(Rows taken from a collection)
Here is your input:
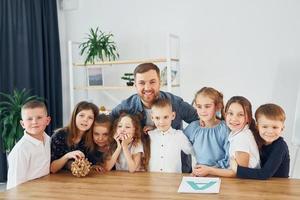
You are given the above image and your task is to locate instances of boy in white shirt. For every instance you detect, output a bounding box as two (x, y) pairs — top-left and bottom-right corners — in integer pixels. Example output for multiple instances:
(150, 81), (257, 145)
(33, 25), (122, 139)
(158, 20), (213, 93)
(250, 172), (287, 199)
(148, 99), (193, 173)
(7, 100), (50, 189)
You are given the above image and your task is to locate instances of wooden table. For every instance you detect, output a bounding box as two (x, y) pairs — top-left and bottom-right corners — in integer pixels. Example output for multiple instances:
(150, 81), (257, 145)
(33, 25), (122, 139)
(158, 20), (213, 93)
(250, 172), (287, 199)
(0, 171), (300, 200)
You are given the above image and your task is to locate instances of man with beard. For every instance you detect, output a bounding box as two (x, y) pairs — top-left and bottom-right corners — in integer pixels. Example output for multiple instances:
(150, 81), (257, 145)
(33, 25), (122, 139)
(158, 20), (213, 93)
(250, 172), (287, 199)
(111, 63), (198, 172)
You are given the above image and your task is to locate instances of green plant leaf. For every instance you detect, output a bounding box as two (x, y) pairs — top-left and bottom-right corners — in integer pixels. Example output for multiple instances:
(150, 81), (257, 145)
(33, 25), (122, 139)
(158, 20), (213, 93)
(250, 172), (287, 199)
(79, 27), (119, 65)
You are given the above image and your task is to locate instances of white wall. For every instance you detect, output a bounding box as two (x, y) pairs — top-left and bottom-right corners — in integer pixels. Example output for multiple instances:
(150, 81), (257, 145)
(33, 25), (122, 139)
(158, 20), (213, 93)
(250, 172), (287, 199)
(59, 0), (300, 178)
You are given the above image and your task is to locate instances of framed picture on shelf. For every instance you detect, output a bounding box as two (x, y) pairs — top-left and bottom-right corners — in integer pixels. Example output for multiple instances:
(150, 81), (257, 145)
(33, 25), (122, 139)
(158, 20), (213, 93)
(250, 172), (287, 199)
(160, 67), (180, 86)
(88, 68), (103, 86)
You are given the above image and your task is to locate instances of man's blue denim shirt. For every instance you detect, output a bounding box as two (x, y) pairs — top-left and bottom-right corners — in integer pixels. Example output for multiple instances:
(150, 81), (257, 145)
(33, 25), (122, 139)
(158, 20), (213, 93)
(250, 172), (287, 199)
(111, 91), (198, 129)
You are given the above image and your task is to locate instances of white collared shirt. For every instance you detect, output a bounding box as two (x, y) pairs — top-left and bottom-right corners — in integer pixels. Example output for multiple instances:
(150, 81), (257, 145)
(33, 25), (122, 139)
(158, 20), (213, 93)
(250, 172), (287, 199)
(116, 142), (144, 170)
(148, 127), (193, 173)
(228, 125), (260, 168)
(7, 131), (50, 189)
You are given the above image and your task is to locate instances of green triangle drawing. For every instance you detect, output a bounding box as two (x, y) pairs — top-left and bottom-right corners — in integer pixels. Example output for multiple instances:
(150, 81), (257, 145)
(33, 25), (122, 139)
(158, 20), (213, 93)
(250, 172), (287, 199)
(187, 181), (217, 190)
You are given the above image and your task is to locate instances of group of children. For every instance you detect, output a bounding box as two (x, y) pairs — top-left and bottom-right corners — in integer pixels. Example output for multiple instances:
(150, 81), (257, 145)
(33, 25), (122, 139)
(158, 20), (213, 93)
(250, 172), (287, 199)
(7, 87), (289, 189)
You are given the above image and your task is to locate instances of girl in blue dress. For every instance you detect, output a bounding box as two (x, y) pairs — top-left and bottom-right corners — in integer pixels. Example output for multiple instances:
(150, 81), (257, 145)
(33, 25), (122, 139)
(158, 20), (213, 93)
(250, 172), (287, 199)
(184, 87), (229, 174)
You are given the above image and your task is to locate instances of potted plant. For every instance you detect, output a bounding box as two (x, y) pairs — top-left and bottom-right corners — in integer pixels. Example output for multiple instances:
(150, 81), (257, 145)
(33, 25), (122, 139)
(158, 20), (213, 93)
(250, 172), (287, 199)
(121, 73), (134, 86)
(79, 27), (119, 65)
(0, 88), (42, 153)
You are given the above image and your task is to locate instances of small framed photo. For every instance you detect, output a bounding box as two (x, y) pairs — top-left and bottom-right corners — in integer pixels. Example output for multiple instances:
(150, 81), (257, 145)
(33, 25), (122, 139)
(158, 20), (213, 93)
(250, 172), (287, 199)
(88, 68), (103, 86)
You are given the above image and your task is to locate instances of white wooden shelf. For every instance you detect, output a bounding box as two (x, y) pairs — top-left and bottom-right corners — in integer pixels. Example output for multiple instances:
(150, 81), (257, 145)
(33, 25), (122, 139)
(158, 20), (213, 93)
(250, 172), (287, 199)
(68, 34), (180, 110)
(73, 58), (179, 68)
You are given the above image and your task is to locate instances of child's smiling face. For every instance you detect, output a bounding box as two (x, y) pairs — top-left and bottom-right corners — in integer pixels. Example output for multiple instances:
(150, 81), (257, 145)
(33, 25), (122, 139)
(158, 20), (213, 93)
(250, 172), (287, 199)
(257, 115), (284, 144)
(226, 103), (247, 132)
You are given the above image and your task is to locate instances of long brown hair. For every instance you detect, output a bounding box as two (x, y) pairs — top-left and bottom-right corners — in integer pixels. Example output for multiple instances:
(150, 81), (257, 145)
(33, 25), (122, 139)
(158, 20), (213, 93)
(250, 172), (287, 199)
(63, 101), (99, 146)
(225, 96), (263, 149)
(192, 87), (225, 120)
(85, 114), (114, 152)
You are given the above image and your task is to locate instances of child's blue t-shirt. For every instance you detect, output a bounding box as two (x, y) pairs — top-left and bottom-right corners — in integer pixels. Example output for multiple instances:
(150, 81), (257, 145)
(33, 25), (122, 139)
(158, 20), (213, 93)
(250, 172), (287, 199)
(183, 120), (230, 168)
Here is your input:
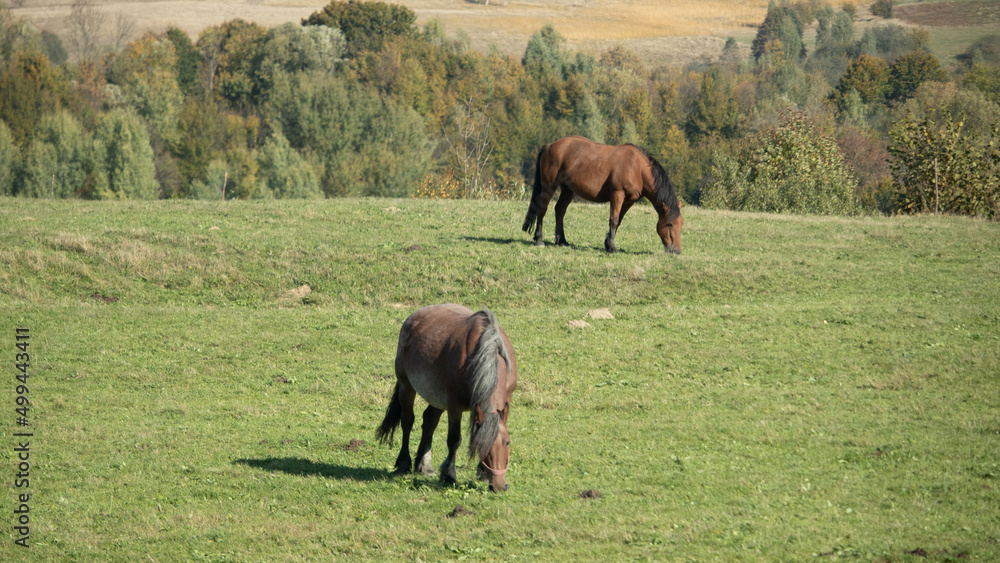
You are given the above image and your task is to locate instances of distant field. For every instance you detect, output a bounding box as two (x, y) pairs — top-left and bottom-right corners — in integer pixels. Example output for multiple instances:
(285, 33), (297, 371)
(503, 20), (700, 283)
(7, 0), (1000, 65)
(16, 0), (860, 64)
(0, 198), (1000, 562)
==
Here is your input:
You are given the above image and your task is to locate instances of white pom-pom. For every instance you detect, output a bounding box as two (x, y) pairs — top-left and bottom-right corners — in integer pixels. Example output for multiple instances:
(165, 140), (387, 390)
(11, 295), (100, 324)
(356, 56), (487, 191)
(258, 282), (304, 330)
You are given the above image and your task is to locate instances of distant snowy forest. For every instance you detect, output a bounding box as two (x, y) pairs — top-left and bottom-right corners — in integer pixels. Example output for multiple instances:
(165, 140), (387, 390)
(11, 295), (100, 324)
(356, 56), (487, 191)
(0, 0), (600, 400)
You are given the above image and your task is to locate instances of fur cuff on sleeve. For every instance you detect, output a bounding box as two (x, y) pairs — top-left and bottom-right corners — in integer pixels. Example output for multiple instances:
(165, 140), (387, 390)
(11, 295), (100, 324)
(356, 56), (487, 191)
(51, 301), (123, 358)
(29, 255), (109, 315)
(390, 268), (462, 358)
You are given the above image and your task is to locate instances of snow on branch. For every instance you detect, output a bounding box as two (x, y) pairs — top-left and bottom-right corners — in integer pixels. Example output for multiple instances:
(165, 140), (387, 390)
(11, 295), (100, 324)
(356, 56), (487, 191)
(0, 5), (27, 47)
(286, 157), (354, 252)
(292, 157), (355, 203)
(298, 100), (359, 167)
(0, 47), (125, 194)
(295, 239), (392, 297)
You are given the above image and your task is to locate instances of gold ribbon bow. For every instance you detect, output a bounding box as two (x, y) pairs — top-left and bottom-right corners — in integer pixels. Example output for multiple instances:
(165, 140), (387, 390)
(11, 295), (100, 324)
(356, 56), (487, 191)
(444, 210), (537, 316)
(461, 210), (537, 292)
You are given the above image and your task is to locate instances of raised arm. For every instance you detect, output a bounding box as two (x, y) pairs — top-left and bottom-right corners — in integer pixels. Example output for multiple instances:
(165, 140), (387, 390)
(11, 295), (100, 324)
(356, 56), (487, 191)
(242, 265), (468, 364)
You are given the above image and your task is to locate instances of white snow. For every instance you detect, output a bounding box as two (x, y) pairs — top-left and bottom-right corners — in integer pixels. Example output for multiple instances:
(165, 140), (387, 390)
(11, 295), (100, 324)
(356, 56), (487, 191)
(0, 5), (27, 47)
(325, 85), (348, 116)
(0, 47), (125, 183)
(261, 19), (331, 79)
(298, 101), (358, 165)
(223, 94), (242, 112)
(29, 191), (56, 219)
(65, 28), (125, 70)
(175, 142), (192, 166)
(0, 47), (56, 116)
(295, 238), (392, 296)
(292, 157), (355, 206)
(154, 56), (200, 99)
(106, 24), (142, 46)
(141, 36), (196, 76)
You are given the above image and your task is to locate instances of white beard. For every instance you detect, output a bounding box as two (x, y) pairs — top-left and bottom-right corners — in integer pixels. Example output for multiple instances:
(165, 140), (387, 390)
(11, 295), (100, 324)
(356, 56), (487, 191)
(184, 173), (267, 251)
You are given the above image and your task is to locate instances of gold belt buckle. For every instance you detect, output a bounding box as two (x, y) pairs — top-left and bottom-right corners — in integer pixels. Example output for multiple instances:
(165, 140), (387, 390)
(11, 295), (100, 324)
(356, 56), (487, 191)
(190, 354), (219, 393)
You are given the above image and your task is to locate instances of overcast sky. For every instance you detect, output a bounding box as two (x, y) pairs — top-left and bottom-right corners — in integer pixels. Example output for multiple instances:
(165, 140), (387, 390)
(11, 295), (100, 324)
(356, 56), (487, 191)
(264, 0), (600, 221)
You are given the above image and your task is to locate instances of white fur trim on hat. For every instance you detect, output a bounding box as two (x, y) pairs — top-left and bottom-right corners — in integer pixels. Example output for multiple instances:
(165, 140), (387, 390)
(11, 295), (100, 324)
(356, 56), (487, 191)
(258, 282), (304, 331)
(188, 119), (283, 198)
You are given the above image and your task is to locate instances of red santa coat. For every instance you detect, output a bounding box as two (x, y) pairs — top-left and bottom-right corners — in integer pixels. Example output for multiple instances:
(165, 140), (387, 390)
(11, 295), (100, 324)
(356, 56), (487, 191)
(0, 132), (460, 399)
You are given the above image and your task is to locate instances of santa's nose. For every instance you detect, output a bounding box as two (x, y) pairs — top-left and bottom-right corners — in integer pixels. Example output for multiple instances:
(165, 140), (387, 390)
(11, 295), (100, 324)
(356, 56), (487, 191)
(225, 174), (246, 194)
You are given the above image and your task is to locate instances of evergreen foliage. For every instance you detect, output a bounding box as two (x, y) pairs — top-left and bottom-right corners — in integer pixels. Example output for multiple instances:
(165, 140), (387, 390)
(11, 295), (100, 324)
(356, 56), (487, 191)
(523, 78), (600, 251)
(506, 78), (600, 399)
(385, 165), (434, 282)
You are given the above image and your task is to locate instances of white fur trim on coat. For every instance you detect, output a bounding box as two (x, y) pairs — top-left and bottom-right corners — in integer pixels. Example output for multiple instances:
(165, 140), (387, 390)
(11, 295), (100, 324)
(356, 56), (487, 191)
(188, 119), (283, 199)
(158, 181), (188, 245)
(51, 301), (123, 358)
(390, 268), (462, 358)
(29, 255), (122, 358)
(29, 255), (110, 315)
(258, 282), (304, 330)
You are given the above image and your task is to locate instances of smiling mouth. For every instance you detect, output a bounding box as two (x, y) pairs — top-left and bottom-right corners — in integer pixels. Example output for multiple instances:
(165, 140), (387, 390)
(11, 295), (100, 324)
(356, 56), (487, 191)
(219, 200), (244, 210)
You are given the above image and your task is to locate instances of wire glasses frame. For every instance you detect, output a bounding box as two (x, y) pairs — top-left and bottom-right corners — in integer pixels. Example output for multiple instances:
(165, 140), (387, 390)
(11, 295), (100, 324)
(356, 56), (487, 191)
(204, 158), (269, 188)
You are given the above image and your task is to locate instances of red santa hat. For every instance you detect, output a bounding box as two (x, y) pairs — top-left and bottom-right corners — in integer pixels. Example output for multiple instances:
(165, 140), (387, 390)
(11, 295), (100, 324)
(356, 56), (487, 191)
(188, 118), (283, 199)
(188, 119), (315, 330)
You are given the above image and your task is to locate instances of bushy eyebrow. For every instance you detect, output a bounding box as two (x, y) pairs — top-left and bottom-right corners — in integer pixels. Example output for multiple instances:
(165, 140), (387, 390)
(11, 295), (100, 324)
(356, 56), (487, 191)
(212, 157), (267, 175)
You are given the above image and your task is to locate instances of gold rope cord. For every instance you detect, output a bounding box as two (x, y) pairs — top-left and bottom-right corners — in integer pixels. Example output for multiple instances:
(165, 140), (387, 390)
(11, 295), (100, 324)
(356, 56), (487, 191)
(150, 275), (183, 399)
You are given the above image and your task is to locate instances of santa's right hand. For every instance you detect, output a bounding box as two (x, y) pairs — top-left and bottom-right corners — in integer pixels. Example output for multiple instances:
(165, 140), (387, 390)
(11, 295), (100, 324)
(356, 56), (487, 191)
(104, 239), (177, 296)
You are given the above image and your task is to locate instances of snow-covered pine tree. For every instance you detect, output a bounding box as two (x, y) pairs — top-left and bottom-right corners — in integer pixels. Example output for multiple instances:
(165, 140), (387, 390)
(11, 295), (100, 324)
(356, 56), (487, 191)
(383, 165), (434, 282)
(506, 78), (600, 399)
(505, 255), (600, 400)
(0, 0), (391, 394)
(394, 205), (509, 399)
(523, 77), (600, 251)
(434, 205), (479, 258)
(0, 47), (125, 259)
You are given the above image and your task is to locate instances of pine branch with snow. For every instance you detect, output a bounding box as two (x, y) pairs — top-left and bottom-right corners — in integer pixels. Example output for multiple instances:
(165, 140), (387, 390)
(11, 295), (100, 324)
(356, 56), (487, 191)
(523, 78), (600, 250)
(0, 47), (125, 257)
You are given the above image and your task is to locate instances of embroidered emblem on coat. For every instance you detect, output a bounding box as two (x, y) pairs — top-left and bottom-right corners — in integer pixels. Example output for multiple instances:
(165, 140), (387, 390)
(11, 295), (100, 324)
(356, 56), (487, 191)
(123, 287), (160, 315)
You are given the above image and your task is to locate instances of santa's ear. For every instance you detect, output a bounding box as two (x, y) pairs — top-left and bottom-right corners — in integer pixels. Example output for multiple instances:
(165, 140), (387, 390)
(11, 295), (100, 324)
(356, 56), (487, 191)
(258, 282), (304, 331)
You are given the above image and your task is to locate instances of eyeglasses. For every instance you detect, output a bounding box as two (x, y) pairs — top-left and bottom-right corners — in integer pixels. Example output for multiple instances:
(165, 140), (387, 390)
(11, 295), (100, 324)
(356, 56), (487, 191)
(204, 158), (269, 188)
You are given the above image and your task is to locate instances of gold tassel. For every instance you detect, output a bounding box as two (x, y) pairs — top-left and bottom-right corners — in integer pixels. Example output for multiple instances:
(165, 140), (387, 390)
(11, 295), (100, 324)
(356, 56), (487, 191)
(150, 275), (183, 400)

- **PROBLEM**
Count the lines of the rows above that contain the string "plant", treating case as significant, and give only that number.

- **SOLUTION TO THE EXERCISE**
2